PROVIDED PASSAGE =>
Human trafficking and child exploitation are two of the most under-investigated and under-prosecuted crimes in our country. This tragic reality is not the result of apathy, but rather a profound lack of funding, resources, and political will combined with the general public’s misapprehension that these crimes are, in fact, being adequately addressed by their local law enforcement agencies.

During my experience working with local, state, and federal law enforcement and prosecuting these crime types, I learned quickly that there are several myths that need to be addressed if we, as a society, are going to make these survivors and victims a priority:


MYTH ONE: These Crimes Being Investigated and Prosecuted as Often as They Occur

Unlike cases involving guns, drugs, and street violence, instances of child exploitation and human trafficking are more difficult to quantify as they happen in private (often in people’s homes, hotels, or in the backs of businesses—in the case of labor trafficking). When people don’t see or hear about these crimes on a daily basis, they can assume that law enforcement have enough resources to handle these crimes and that they are, in fact, being addressed. Unfortunately, the use of targeted stings at hotels, which often result in multiple arrests of pimps and other low level traffickers, are not the answer to addressing the large-scale trafficking issues in our country. While these stings generate both media attention and statistics that are used to get funding (often for more low-level stings), they fail to address the larger issues or target the larger offenders. Standing, well—resourced human trafficking and child exploitation task forces [LINK INTERCEPT:] are necessary for long-term success.

DIRECTION 1 => Summarize the passage on human trafficking and child exploitation in two sentences.
The listing that follows is unrelated to the passage on human trafficking and child exploitation.

GIVEN DATA =>
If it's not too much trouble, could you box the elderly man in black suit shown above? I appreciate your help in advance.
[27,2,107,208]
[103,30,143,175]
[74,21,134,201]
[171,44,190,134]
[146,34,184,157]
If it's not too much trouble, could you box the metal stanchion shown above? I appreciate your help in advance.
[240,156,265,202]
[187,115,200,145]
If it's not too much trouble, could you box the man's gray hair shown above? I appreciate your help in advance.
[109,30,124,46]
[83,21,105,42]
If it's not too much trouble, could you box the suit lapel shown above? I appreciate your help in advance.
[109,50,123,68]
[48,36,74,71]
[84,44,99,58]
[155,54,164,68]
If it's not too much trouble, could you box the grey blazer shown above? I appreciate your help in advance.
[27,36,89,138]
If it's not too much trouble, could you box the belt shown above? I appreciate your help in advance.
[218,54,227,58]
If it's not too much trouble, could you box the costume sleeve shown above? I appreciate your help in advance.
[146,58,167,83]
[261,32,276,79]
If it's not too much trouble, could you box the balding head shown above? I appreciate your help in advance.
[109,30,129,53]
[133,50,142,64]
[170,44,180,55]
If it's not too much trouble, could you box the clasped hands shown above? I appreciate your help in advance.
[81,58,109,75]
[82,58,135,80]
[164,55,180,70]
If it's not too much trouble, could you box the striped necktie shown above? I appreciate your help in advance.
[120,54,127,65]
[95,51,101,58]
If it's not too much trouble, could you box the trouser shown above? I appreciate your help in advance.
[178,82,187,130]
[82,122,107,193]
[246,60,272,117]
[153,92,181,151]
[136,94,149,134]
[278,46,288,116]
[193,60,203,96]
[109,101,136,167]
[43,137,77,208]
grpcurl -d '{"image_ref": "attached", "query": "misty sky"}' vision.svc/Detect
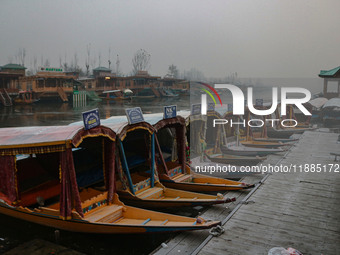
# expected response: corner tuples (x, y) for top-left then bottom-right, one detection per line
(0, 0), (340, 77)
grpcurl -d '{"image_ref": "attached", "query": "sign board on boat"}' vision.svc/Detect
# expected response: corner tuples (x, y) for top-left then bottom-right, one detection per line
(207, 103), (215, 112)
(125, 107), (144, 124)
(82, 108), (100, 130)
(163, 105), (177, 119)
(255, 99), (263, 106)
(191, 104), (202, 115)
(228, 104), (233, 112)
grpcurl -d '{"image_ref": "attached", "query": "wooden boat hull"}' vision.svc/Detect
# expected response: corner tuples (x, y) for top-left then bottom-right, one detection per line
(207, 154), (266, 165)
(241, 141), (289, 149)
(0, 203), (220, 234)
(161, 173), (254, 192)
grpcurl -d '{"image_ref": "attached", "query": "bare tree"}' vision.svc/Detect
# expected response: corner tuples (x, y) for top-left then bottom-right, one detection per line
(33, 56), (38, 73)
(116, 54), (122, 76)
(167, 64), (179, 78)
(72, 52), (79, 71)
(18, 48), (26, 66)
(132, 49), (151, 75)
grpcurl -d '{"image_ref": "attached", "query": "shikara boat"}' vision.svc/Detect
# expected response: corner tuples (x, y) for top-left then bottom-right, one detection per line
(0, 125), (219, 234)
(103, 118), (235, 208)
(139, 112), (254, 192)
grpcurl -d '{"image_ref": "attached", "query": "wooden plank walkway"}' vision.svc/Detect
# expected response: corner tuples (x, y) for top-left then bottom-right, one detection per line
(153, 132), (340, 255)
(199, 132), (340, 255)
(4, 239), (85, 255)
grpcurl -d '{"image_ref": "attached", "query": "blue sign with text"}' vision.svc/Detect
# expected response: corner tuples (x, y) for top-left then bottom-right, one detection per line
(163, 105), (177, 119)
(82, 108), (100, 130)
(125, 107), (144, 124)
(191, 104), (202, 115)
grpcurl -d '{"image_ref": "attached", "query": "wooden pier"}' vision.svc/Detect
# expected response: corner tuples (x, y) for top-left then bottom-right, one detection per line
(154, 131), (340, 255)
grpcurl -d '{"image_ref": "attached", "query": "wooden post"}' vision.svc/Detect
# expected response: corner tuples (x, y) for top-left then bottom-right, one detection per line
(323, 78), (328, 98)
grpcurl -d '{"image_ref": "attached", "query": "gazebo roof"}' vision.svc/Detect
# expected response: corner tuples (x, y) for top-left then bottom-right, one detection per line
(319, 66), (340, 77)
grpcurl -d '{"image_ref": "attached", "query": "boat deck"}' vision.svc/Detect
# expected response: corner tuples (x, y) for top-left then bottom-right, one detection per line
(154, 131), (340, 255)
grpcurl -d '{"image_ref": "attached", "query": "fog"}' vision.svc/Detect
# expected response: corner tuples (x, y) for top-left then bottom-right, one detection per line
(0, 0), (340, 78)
--
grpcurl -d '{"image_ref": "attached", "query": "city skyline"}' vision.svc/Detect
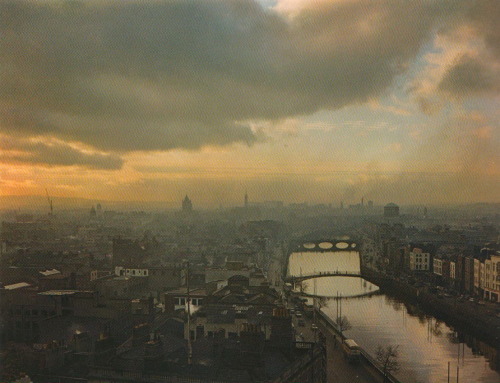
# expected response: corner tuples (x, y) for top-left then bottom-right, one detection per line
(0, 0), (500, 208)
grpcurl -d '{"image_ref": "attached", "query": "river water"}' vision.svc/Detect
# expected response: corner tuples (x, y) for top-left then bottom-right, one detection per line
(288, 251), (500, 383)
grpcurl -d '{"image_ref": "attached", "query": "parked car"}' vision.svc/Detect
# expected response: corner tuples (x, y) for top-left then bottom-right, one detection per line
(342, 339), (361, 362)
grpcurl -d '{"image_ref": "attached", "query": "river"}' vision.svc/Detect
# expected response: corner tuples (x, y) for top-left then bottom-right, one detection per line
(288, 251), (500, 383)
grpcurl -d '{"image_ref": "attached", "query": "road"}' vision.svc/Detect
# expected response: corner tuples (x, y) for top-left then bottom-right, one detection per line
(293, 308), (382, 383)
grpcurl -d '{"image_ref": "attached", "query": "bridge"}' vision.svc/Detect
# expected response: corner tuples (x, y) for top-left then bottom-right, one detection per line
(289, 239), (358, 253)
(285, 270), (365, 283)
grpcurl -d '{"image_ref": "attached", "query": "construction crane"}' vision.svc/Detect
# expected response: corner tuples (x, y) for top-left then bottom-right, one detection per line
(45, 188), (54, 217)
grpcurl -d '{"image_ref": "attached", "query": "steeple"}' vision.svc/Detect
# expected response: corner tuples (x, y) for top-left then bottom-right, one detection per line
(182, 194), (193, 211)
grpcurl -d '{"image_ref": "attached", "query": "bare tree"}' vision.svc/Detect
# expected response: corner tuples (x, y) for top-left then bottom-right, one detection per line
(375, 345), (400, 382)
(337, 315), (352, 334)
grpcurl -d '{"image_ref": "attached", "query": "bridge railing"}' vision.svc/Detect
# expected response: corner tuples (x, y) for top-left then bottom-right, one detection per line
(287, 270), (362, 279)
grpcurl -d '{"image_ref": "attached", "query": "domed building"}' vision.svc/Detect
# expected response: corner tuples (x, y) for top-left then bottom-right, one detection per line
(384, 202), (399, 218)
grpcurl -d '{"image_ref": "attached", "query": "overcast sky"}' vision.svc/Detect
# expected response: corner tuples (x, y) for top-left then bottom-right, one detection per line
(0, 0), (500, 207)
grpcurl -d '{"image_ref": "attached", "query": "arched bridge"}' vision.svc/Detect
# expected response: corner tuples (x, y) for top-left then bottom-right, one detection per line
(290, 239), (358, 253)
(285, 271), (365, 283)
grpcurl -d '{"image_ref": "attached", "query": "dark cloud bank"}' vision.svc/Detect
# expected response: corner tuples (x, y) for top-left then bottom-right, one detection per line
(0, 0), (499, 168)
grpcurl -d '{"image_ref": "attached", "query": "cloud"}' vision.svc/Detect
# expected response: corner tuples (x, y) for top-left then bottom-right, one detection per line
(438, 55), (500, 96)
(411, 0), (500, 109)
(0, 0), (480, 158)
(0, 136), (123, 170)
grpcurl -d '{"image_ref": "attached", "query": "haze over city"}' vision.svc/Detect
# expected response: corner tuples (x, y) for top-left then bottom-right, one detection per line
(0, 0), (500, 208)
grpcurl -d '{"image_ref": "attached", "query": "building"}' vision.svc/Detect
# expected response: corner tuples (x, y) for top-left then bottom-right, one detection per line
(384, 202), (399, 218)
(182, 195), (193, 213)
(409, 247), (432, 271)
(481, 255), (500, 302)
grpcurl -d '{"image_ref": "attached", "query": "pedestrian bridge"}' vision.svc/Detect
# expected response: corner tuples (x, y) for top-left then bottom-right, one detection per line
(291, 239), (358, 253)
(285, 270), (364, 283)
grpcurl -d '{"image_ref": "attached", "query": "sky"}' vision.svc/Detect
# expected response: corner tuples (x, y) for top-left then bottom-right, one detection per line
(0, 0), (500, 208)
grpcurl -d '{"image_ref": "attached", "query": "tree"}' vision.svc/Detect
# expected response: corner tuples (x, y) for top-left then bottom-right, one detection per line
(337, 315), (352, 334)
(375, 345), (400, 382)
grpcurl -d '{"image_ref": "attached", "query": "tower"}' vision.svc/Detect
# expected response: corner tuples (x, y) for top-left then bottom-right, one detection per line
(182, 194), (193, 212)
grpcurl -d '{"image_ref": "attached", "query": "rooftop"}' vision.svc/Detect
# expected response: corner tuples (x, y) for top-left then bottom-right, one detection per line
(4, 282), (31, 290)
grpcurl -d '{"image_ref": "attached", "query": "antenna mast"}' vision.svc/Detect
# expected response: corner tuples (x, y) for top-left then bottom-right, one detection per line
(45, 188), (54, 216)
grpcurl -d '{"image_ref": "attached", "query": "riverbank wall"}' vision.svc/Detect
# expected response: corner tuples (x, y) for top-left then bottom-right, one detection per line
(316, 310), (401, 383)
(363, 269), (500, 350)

DIRECTION 2 => Format the lines of the listing from the line with "If it's not too much trouble, could you box the elderly" to the line with "[155,54,164,68]", both included, as a numbered list, leaving out any blank lines.

SOLUTION 1 => Human trafficking and child exploitation are among the most under-investigated and under-prosecuted crimes in the country because of a lack of funding, resources, and political will, combined with the public's mistaken belief that local law enforcement is handling them adequately. Since these crimes happen in private, people assume they are being addressed, but hotel stings that catch pimps and low-level traffickers fail to reach the larger offenders, so standing, well-resourced task forces are needed for long-term success.

SOLUTION 2 =>
1. If it's not too much trouble, could you box the elderly man in black suit shown above? I appreciate your help in advance.
2. [27,2,107,208]
3. [103,30,143,175]
4. [74,21,134,201]
5. [171,44,190,134]
6. [146,34,184,157]
7. If it's not too much trouble, could you box the metal stanchion shown above? I appreciate your help in advance.
8. [240,156,265,202]
9. [187,115,200,145]
10. If it's not too much trouble, could you box the man's gray hair shown above? I appreciate your help in advance.
11. [109,30,124,46]
12. [83,21,105,42]
13. If it's not too much trouble, could you box the suit lapel shown above? I appreciate your help in advance.
14. [109,50,123,68]
15. [48,36,74,71]
16. [84,44,99,58]
17. [155,54,164,68]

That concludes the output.